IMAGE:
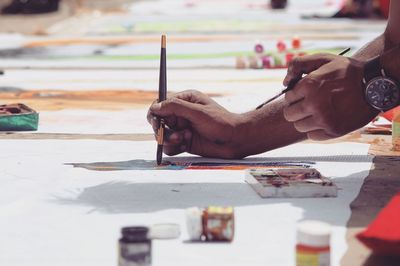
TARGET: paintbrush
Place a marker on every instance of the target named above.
(292, 84)
(162, 96)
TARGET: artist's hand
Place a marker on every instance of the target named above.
(196, 124)
(329, 101)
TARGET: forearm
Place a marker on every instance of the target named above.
(266, 129)
(389, 39)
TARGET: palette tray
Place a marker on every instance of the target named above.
(18, 117)
(290, 183)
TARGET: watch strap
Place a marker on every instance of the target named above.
(372, 69)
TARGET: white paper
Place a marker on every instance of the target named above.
(54, 214)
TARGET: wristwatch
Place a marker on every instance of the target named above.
(381, 92)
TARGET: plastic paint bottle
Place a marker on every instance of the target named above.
(313, 244)
(211, 224)
(134, 247)
(396, 131)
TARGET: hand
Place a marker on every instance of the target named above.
(196, 124)
(329, 101)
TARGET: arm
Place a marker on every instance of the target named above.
(335, 104)
(198, 125)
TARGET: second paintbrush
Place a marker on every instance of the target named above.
(162, 96)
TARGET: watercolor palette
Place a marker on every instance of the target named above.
(290, 183)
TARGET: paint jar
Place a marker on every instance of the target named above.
(396, 131)
(134, 247)
(211, 224)
(313, 244)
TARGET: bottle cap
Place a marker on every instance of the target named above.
(135, 233)
(164, 231)
(313, 233)
(194, 223)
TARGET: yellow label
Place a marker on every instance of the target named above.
(396, 135)
(312, 259)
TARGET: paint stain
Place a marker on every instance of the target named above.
(183, 165)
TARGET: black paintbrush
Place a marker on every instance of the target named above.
(291, 85)
(162, 96)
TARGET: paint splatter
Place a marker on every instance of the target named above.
(184, 165)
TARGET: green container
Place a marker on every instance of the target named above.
(26, 120)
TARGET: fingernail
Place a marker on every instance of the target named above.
(187, 135)
(156, 107)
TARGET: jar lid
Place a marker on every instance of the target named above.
(135, 233)
(164, 231)
(313, 233)
(194, 223)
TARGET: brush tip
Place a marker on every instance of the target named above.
(163, 41)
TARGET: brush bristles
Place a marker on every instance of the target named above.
(163, 41)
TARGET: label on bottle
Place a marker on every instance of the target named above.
(313, 258)
(135, 254)
(396, 135)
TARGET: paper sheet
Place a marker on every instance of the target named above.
(54, 214)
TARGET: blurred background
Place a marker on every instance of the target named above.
(92, 66)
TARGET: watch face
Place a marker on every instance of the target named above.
(382, 93)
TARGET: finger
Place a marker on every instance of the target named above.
(193, 96)
(178, 142)
(303, 88)
(150, 115)
(305, 65)
(319, 135)
(307, 124)
(154, 122)
(296, 112)
(179, 108)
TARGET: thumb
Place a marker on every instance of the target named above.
(305, 65)
(177, 107)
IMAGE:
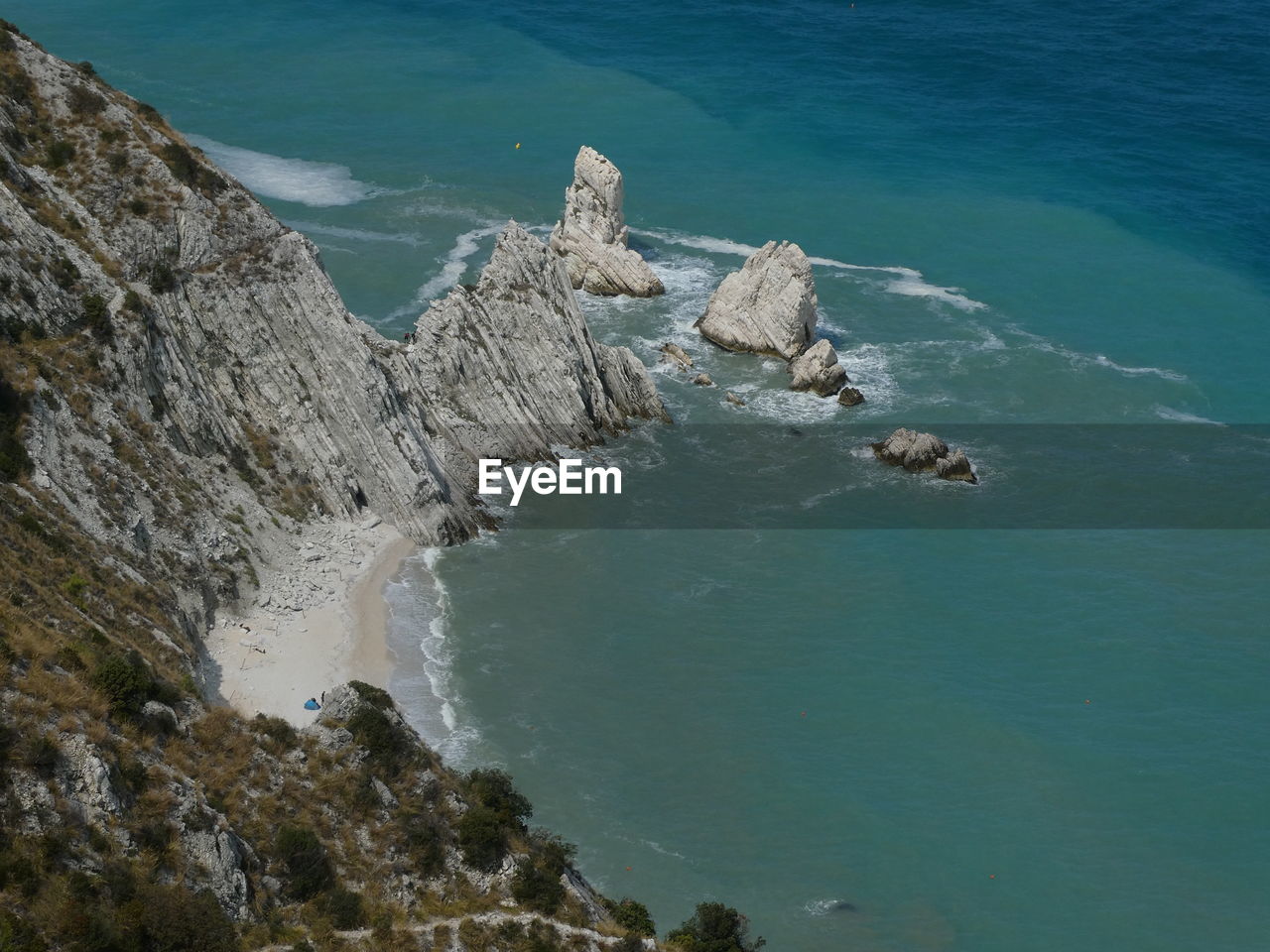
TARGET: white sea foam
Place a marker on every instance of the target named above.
(453, 263)
(312, 227)
(1167, 413)
(300, 180)
(906, 281)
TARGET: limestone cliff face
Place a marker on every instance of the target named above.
(767, 307)
(186, 388)
(225, 361)
(592, 235)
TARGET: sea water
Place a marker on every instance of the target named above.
(1021, 212)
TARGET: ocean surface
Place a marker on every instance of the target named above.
(1023, 212)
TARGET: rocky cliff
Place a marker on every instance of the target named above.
(181, 388)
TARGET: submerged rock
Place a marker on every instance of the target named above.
(767, 307)
(924, 452)
(592, 235)
(674, 353)
(818, 370)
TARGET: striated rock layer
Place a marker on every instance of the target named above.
(767, 307)
(592, 235)
(218, 379)
(818, 370)
(924, 452)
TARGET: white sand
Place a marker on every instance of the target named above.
(318, 620)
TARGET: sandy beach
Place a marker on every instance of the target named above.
(318, 620)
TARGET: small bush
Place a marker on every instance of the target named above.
(41, 754)
(96, 316)
(633, 915)
(305, 860)
(714, 928)
(60, 154)
(125, 680)
(343, 907)
(276, 729)
(538, 889)
(84, 102)
(163, 278)
(483, 838)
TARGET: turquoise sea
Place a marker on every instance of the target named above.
(1026, 212)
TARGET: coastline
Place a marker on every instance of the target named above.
(318, 620)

—————

- **What is required**
Transcribe the items verbatim from the line containing "TARGET: coastline" through the end.

- **Finished task**
TARGET: coastline
Place a marker on every instance of the target named above.
(318, 620)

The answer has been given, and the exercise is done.